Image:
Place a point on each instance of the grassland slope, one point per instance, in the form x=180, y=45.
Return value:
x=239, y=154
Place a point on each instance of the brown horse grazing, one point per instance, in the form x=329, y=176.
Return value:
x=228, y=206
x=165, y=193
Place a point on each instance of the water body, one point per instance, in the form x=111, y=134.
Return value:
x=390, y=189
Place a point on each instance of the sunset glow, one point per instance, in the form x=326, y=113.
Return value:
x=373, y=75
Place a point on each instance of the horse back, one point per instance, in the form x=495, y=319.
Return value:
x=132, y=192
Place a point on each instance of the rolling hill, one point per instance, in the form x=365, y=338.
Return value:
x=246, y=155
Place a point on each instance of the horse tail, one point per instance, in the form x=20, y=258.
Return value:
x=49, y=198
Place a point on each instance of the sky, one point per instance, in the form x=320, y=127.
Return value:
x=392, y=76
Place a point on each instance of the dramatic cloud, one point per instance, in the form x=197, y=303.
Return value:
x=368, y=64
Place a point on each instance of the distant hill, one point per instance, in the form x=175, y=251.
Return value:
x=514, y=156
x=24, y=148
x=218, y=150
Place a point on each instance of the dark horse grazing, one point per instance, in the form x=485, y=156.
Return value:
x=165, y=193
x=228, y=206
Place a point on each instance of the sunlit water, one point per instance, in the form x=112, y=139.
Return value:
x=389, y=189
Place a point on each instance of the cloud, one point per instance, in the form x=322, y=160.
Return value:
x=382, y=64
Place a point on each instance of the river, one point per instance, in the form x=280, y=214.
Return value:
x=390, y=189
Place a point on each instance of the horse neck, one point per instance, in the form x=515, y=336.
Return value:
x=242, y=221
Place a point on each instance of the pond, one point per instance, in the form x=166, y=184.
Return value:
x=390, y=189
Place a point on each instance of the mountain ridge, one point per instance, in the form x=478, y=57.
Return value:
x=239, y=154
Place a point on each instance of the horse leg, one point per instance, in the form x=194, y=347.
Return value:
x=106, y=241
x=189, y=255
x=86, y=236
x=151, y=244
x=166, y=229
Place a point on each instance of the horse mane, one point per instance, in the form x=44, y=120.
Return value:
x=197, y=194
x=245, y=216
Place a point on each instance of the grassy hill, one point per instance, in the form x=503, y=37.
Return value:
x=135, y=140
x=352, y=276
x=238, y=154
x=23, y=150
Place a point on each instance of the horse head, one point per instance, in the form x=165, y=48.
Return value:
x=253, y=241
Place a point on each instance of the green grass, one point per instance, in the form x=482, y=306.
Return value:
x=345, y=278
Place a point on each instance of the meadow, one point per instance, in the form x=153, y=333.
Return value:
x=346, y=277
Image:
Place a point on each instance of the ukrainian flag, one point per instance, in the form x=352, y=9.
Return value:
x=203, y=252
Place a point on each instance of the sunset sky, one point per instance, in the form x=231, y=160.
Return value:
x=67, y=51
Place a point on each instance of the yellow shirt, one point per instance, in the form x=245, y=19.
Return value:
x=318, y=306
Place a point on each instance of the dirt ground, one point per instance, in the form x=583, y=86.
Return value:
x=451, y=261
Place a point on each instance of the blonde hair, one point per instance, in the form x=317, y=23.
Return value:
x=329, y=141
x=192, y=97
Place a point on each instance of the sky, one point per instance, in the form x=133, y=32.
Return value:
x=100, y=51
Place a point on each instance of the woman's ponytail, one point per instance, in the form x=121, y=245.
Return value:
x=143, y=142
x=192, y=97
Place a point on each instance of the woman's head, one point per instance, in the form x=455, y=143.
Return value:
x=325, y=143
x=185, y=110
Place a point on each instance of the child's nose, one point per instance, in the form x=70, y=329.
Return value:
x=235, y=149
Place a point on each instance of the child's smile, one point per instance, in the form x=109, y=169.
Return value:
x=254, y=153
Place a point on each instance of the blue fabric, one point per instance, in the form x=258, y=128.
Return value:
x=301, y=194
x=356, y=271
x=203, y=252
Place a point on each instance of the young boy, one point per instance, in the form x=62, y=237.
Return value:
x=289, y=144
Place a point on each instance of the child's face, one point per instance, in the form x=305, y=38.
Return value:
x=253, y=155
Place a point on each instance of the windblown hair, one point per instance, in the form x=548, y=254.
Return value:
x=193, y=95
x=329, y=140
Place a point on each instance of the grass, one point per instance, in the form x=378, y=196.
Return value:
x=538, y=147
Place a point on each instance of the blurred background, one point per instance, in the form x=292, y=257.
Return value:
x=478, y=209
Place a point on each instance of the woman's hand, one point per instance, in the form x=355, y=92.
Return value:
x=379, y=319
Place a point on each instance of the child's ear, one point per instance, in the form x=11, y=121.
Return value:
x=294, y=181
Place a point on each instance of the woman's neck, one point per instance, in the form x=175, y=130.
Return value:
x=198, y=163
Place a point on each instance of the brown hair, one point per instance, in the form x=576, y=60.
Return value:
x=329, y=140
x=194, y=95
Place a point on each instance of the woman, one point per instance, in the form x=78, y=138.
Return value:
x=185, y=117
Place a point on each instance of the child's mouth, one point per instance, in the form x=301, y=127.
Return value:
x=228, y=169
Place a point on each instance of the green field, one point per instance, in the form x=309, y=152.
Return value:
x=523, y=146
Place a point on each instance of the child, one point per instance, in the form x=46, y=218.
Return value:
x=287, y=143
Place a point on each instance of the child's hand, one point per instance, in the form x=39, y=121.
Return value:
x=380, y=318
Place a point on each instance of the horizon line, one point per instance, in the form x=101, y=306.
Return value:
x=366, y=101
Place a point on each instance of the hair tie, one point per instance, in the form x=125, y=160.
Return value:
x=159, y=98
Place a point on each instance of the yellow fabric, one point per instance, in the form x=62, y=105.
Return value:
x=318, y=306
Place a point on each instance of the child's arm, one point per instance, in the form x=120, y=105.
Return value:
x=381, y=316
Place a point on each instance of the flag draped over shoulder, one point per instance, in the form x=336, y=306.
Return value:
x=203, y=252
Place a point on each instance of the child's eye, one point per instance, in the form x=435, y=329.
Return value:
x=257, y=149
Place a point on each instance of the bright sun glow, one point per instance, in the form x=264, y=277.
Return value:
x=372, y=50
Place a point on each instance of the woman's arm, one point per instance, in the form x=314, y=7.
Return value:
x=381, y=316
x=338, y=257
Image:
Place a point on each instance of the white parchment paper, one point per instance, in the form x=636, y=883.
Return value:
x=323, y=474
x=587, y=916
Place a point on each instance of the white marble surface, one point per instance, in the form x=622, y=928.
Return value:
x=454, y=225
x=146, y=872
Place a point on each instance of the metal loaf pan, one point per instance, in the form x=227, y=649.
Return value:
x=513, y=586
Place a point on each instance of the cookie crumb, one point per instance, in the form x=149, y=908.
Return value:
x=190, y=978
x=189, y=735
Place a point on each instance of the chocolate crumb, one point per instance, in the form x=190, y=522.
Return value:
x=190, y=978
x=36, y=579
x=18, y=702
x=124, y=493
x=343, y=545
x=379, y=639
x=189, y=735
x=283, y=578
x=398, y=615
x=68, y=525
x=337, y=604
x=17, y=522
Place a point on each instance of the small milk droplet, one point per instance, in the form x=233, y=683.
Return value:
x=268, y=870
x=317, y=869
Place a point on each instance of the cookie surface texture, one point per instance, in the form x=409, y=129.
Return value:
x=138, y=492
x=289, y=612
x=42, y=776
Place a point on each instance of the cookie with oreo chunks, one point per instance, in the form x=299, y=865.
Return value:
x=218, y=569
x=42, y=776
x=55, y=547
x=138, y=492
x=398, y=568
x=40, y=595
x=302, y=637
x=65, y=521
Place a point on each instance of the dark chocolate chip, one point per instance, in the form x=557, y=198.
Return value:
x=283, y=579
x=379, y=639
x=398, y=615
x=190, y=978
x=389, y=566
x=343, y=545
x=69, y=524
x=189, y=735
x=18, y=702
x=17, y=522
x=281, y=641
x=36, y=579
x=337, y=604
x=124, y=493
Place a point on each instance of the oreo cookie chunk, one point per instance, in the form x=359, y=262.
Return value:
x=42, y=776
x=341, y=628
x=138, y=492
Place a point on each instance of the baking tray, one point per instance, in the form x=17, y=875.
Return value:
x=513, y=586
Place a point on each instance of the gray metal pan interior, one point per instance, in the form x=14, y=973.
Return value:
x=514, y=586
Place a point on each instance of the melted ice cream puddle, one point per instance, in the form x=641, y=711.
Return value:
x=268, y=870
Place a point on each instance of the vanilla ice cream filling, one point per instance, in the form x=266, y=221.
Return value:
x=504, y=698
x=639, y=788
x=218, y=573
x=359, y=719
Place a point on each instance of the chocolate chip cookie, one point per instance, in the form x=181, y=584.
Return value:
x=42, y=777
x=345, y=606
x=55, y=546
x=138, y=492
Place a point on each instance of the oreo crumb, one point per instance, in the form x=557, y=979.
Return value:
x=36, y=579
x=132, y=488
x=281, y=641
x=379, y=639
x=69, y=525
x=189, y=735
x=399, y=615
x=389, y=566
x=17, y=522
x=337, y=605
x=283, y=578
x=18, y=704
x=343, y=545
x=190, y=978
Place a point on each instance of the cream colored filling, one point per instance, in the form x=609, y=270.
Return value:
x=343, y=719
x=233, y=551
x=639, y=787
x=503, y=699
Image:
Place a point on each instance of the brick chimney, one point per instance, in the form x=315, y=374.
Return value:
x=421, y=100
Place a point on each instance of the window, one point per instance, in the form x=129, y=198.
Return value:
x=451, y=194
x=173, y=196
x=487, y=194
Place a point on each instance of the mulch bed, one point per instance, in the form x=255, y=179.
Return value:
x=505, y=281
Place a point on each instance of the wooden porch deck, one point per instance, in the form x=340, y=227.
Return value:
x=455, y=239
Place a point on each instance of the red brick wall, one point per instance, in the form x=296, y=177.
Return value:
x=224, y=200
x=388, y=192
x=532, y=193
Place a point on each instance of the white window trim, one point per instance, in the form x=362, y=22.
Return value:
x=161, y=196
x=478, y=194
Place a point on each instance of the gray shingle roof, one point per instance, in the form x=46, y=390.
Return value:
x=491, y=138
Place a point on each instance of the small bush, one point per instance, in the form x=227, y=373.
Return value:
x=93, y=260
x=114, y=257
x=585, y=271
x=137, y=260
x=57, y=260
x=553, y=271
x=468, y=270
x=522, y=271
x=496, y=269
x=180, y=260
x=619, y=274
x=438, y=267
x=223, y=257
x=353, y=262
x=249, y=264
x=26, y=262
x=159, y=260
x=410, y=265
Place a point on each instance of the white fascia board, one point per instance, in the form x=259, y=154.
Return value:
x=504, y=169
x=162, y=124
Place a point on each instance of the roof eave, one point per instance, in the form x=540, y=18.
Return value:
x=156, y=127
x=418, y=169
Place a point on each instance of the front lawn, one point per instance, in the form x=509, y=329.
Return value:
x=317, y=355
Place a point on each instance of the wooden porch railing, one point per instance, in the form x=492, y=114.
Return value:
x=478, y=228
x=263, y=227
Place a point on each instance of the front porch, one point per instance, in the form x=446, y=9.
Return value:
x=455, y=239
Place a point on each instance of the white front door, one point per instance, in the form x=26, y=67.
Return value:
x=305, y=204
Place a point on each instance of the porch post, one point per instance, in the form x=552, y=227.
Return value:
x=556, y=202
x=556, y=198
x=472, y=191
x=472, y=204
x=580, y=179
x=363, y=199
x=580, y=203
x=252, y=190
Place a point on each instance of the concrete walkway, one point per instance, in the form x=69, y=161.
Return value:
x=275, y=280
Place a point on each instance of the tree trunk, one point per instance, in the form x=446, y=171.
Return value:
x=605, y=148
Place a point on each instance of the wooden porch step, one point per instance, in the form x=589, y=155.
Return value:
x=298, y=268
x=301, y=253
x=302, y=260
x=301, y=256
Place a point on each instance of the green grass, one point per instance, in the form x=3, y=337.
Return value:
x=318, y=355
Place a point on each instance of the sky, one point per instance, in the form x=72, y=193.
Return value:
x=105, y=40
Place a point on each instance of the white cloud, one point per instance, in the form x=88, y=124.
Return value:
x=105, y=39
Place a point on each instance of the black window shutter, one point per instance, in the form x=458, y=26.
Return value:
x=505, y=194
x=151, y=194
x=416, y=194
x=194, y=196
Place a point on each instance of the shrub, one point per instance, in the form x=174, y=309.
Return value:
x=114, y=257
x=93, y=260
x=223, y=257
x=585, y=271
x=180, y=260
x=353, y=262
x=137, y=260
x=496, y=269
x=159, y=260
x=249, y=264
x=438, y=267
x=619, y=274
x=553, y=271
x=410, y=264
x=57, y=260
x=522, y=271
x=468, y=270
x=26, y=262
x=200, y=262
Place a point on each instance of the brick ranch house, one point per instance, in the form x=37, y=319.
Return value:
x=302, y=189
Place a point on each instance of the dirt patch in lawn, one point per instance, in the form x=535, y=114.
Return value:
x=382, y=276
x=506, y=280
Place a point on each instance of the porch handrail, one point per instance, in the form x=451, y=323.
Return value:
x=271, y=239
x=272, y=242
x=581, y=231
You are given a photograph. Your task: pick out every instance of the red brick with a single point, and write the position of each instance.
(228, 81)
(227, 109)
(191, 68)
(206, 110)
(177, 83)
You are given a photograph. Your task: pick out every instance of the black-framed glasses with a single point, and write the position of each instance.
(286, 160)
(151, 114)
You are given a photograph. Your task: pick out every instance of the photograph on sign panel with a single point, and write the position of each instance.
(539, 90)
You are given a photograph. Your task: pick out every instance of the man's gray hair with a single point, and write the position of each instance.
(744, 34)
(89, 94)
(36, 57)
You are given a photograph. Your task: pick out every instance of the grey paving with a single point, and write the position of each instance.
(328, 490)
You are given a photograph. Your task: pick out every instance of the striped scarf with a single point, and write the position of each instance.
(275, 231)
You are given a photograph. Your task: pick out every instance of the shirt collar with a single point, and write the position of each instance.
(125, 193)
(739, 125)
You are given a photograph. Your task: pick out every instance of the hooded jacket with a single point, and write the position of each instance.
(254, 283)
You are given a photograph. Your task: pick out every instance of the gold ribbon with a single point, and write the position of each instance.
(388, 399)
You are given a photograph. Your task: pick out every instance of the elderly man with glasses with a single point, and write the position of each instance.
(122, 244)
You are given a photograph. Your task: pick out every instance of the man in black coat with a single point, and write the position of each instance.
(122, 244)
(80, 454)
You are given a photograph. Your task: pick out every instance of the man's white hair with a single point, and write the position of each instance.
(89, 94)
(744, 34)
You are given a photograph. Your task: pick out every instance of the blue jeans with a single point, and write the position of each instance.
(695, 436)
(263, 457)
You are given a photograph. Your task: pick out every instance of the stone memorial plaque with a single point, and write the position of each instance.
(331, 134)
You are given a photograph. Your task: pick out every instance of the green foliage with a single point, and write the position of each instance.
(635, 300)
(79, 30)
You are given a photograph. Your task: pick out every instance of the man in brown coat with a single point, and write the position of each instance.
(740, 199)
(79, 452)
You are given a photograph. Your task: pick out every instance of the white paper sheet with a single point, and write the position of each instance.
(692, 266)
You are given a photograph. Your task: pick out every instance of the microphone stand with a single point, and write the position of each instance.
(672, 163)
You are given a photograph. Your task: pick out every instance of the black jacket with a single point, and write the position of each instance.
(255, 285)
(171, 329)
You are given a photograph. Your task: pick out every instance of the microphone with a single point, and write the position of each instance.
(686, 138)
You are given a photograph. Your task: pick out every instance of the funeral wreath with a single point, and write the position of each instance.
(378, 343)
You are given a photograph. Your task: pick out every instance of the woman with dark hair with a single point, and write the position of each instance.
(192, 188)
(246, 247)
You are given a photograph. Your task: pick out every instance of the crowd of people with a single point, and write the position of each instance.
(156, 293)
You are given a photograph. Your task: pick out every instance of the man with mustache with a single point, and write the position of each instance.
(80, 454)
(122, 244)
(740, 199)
+++
Since only the number is needed, state how many lines of the listing contain the word "metal".

2